Task goal: Transcribe the entries exactly; images are not part of the copy.

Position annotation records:
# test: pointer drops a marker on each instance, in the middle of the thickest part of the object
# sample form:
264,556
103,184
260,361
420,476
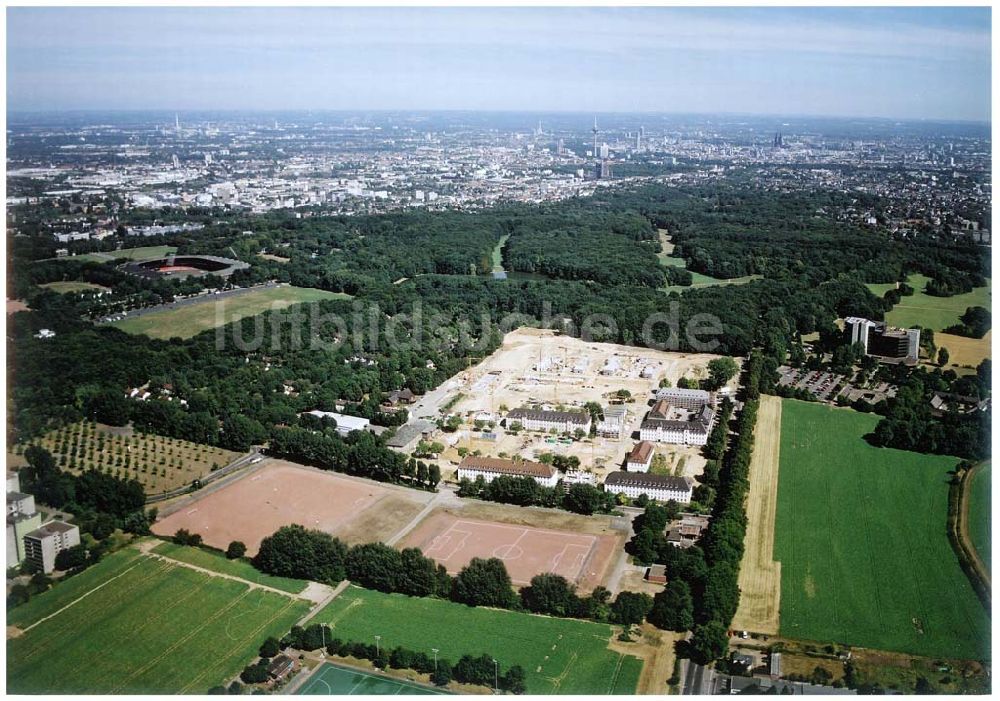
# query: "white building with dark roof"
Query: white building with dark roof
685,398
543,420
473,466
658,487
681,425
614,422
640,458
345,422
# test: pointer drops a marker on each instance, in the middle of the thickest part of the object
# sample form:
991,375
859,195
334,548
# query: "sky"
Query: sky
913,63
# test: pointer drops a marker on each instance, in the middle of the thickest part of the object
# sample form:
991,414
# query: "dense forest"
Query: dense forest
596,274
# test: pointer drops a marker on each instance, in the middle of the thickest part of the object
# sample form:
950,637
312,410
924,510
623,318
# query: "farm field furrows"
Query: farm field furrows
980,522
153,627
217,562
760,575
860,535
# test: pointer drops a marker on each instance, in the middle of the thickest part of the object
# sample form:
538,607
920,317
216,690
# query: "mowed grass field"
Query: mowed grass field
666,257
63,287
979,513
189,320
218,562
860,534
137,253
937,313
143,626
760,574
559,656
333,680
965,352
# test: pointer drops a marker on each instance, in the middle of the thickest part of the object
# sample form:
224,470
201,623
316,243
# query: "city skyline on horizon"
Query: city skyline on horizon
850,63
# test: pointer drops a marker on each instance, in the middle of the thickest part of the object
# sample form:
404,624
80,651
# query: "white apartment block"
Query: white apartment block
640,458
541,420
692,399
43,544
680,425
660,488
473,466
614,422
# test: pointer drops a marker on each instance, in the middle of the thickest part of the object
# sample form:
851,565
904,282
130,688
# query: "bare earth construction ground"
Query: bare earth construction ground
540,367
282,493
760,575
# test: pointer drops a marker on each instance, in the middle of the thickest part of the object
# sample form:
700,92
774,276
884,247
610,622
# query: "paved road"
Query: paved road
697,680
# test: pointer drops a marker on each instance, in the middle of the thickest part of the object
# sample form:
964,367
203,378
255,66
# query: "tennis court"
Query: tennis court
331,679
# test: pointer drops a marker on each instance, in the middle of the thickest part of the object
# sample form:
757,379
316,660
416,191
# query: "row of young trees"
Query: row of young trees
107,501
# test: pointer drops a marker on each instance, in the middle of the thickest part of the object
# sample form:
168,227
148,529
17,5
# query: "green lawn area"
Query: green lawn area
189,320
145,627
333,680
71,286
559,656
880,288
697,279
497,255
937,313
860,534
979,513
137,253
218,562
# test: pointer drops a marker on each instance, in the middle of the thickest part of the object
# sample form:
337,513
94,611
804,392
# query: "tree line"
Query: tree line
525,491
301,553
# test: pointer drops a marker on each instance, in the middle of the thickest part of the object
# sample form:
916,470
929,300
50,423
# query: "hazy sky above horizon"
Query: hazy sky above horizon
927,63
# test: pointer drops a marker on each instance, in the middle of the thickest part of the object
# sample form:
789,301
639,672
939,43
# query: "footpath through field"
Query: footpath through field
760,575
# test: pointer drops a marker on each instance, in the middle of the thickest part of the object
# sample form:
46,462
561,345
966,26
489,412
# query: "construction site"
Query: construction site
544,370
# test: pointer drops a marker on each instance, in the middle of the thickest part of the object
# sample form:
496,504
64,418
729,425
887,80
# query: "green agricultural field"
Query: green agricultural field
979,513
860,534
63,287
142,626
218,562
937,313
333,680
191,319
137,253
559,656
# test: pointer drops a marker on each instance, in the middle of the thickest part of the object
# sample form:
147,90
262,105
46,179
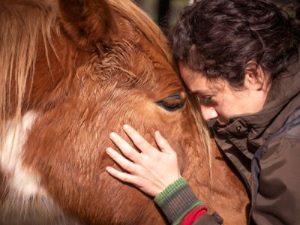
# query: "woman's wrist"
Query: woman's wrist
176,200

Exercise solution:
# test: pointer drops a marker on each instance, in the middle of the thickest part of the object
# sample form:
264,556
103,184
260,361
420,476
# query: "white building with dark roof"
Query: white building with dark roof
685,398
543,420
473,466
658,487
681,425
614,422
640,458
345,422
# test: pointer drops a marker on each instance, in the middle of the thickest part of the object
# sample form:
991,375
859,195
334,548
# query: "sky"
Query: sky
913,63
# test: pointer drops a marker on each instance, in the middle of the thickest part of the object
# sample form:
991,414
# query: "dense forest"
Query: dense forest
596,274
# test: pointer drops a marker on each instance, in the middle of the thickest part of the object
# sample form:
950,637
312,410
924,510
623,318
# query: "farm field furrows"
Query: farm field furrows
980,522
153,627
217,562
760,575
860,535
# test: pointer drops a marker on each instance, in the middle of the thickest part of the object
# sample form:
538,607
920,317
216,690
# query: "mowed grass field"
Query: mowed grass field
666,257
63,287
979,513
189,320
218,562
860,534
137,253
937,313
143,626
760,574
559,656
333,680
965,352
# test: pointer drops a marker on each instance, in the middle of the thickest part of the object
# sample form:
224,470
201,623
316,243
# query: "city skyline on horizon"
Query: city skyline on horizon
850,63
# test: pointer drops a marker on each instance, in the middle of the thickest part of the object
# sample form:
404,624
80,651
# query: "white apartment block"
Query: white apartment block
640,458
541,420
692,399
43,544
680,425
660,488
473,466
614,422
# test: pointer drops a marker on each instance, in the middle of the thickest part of the object
# sample form:
851,565
904,282
130,688
# query: "bare earth construction ground"
Query: bare earth construction ground
540,367
282,493
760,575
# test: pointer drops a marker on each instance, in the middle of the thickest part of the object
# sample form:
700,92
774,276
884,247
610,622
# query: "paved road"
Query: paved road
697,680
# test: pointer drops a marker on each instance, in the middle of the thickest part of the object
# sample form:
964,367
203,378
255,66
# query: "tennis court"
Query: tennis court
331,679
# test: pointer drops a marker on each instance, in the middle of the thickest part of the object
# sample form:
757,379
316,660
416,191
# query: "row of young trees"
Query: row of young trees
107,501
# test: pointer drops a marker on each instance, in the middle of the thickest part of the object
# sample form:
168,227
148,529
17,5
# query: "green lawn area"
Query: green lawn area
189,320
145,627
333,680
71,286
559,656
880,288
697,279
497,255
937,313
860,534
979,513
137,253
218,562
# test: pointer drops a marker on each instance, in the middle of the thickest part of the object
# sample form:
337,513
94,611
804,392
# query: "tree line"
Query: tree line
525,491
301,553
# test: pointer drops a marker on each instance, in the middle of the thickest part of the object
# sample form:
916,470
929,300
50,423
# query: "hazy sky above horizon"
Query: hazy sky above horizon
927,63
# test: pointer drops a marker on each instance, in the middle of the thickest part of the object
# sample form:
789,301
639,672
939,43
# query: "footpath through field"
Query: footpath through field
760,575
# test: pointer drops a marker on each instance, in the middle of the thickest part of the object
# sample form:
46,462
561,345
966,26
489,412
# query: "construction site"
Query: construction site
544,370
# test: pointer drops a marker on each instance, in the middle of the thickest part of the object
# sample form:
496,504
64,418
729,425
887,80
# query: "green agricultural field"
Query: green agricultural field
979,513
860,534
63,287
142,626
218,562
937,313
333,680
191,319
137,253
559,656
# test: pointer drops a marker on each instance, in the middle of the thickest part of the object
# sample form:
147,90
262,105
46,179
# query: "woman's wrist"
Query: woman's wrist
176,200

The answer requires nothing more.